**Fragmento seleccionado**:
Cuando se llega a Provenza en coche, conviene acercarse a ella escuchando la música de La Traviata, en especial la romanza de Germont: "Di Provenza il mar..." (una buena grabación es la de EMI con Riccardo Muti dirigiendo a la Orquesta Philarmonia -con Kraus como Alfredo y Bruson como Germont- y otra interesante es la de Deutsche Grammophon con James Levine dirigiendo a la Metropolitan Opera Orchestra y Pavarotti y Pons como Alfredo y Germont, respectivamente). A mí, personalmente, la versión que más me gusta es la del gran barítono
Renato Bruson, pero, sea cual sea la que escuchemos, nos ayudará a descubrir el magnífico
triángulo de Provenza con el alma bien pertrechada para lo que nos espera.
Es inútil buscar esta denominación (triángulo) en ninguna guía. Me la he inventado yo.

**Registros almacenados**:
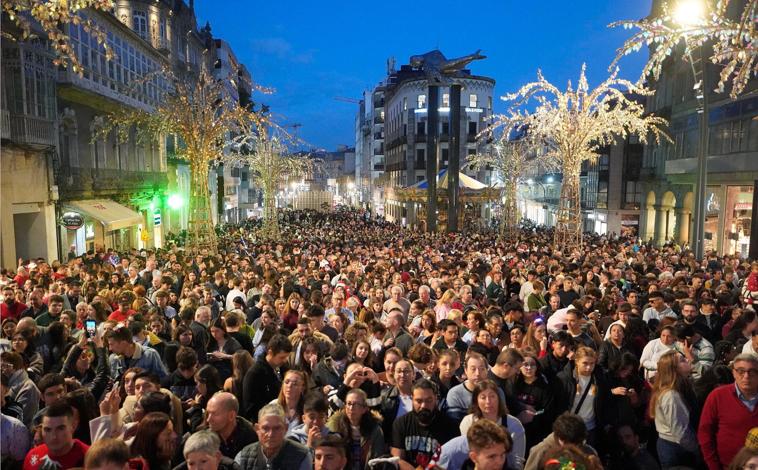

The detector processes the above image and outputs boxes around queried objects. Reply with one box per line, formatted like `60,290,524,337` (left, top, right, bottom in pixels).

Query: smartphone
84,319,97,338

...

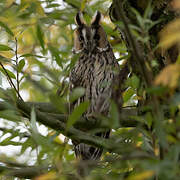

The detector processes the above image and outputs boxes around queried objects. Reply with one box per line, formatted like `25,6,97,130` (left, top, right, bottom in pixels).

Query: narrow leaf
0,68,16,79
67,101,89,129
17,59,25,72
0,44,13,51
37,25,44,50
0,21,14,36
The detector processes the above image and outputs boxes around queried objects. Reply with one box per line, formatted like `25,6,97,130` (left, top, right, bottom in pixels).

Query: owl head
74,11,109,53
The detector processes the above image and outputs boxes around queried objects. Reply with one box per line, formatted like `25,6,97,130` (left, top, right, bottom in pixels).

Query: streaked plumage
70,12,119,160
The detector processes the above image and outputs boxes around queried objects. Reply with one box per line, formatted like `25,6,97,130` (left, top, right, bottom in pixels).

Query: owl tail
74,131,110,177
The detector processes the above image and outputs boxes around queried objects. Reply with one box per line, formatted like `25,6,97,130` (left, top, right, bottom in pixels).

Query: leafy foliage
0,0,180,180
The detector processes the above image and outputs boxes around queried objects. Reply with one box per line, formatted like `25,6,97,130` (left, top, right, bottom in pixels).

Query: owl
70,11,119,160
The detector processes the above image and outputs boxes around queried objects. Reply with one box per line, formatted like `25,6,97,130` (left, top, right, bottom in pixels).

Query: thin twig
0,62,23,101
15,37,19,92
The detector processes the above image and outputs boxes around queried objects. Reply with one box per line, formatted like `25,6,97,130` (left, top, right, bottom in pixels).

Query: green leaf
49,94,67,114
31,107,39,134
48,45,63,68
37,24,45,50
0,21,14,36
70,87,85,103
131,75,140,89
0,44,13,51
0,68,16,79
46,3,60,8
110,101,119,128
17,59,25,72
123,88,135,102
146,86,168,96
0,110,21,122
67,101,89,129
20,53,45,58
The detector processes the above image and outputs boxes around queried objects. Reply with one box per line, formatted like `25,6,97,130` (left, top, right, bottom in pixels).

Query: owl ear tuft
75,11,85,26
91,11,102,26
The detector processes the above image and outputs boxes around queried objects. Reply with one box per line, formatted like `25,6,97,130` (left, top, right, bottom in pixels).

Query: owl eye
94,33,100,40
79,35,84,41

**En qué consiste**: Copia el texto sobre Provenza desde "Cuando se llega" hasta "que nos espera.", ambos incluidos, y sustituye "magnífico" por "espléndido". Los registros no guardan relación con el texto sobre Provenza.

**Solución**:
Cuando se llega a Provenza en coche, conviene acercarse a ella escuchando la música de La Traviata, en especial la romanza de Germont: "Di Provenza il mar..." (una buena grabación es la de EMI con Riccardo Muti dirigiendo a la Orquesta Philarmonia -con Kraus como Alfredo y Bruson como Germont- y otra interesante es la de Deutsche Grammophon con James Levine dirigiendo a la Metropolitan Opera Orchestra y Pavarotti y Pons como Alfredo y Germont, respectivamente). A mí, personalmente, la versión que más me gusta es la del gran barítono
Renato Bruson, pero, sea cual sea la que escuchemos, nos ayudará a descubrir el espléndido
triángulo de Provenza con el alma bien pertrechada para lo que nos espera.